■ Consigne a
Reproduisez à l'identique la partie des données qui commence à la ligne contenant « The service MUST return one point per instance of the blue » et se poursuit jusqu'à la fin des données, ces deux limites comprises.

■ Texte présenté
* * * * * * *
Les expressions faciales des chats lors de leurs rencontres sont plus diverses qu’envisagé jusqu’ici, près de 300 selon une étude récente. Cette nouvelle approche et sa méthode peuvent nous être utiles afin que tout un chacun puisse mieux lire le visage de son petit compagnon et mieux assouvir ses désirs et identifier s’il est en peine ou sur le point de manifester son ire (1,2). 

Chat circonspect. Science, cliché Olivia ZZ via Getty images. 

«  Je suis le Chat qui s’en va par les chemins mouillés du bois sauvage, remuant la queue et tout seul, et tout lieu se valent pour moi  » écrit Rudyard Kipling dans ses « Histoires comme çà ». 

Sans doute ses moeurs solitaires sont la raison pour laquelle  jusqu’ici on avait négligé d’observer les mimiques des chats lors de leurs rencontres, à quelques caricatures près : chacun sait qu’ils ont le poil de la face  hérissé et aplatissent les oreilles lorsqu’ils croisent un ennemi, ou les moustaches vibrantes, se léchant les lèvres et le regard mielleux dans le cas contraire par exemple.

S’il est vrai que depuis 10 000 ans au moins les chats fréquentent nos foyers, ils ont su néanmoins garder une réserve certaine. Contrairement à la plupart des autres animaux domestiques, aucune sélection artificielle jusqu’à une date récente n’a entravé ou modifié leur destin, et les chats sont restés à l’état de nature ce que notre cher Jean-Jacques avait su discerner et aussi leur portait-il une grande tendresse.

Et c’est ainsi que de l’état sauvage ils ont conservé le goût de la liberté, de l’indépendance, et la discrétion peut être considérée comme leur première qualité. D’aucuns prétendent même qu’ils sont peu sociaux, assertion contredite par l’existence de colonies de chats semi sauvages fort civiles  qui persistent dans plus d’une île où accidentellement un ou plusieurs couples de ces animaux ont été déposés par des marins peu délicats, et de nombreux foyers accueillent sans problème plusieurs chats sans qu’aucune guerre ne se déclare. 

Aussi c’est bien malgré eux qu’à leur endroit les humains ont développé une passion teintée d’empathie qui déborde en plus d’une occasion. De nos jours la Toile en témoigne au quotidien et plus d’un site leur est consacrée, alors que les rayons de supermarché consacrés à leur confort s’étalent sur des kilomètres. En bien d’autres lieux notre amour des chats se met en scène et se partage, en particulier dans des clubs de rencontre où chats et leurs « maitres » – les guillemets s’imposent  – se retrouvent pour évoquer les bonheurs aussi bien que les soucis et misères de cette cohabitation pluri séculaire.
* * * * * * *
■ Données fournies
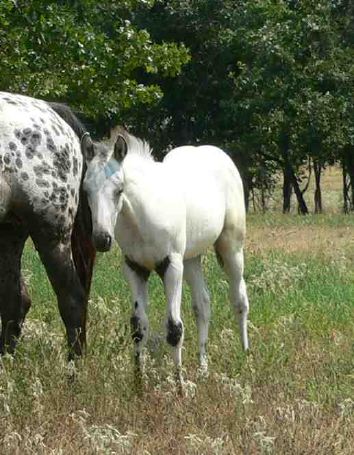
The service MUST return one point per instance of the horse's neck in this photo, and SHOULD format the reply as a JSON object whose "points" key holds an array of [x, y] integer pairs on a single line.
{"points": [[138, 182]]}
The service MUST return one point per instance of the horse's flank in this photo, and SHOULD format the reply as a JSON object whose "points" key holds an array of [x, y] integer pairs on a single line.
{"points": [[81, 238]]}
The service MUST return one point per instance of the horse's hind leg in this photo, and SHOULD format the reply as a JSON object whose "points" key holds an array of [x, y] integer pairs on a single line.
{"points": [[193, 274], [231, 259], [57, 259], [137, 277], [14, 301]]}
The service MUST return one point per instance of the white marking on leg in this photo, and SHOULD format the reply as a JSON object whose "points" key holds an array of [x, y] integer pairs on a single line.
{"points": [[173, 290], [193, 274], [140, 299]]}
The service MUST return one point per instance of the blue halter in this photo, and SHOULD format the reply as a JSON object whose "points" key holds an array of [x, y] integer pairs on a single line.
{"points": [[111, 168]]}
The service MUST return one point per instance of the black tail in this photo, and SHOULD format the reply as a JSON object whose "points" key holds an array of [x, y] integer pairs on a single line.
* * * * * * *
■ Consigne b
Recopiez fidèlement le passage du texte sur les chats qui s'ouvre sur les mots « Les expressions faciales » et se clôt sur « via Getty images. ».

■ Résultat a
The service MUST return one point per instance of the blue halter in this photo, and SHOULD format the reply as a JSON object whose "points" key holds an array of [x, y] integer pairs on a single line.
{"points": [[111, 168]]}
The service MUST return one point per instance of the black tail in this photo, and SHOULD format the reply as a JSON object whose "points" key holds an array of [x, y] integer pairs on a single line.

■ Résultat b
Les expressions faciales des chats lors de leurs rencontres sont plus diverses qu’envisagé jusqu’ici, près de 300 selon une étude récente. Cette nouvelle approche et sa méthode peuvent nous être utiles afin que tout un chacun puisse mieux lire le visage de son petit compagnon et mieux assouvir ses désirs et identifier s’il est en peine ou sur le point de manifester son ire (1,2). 

Chat circonspect. Science, cliché Olivia ZZ via Getty images.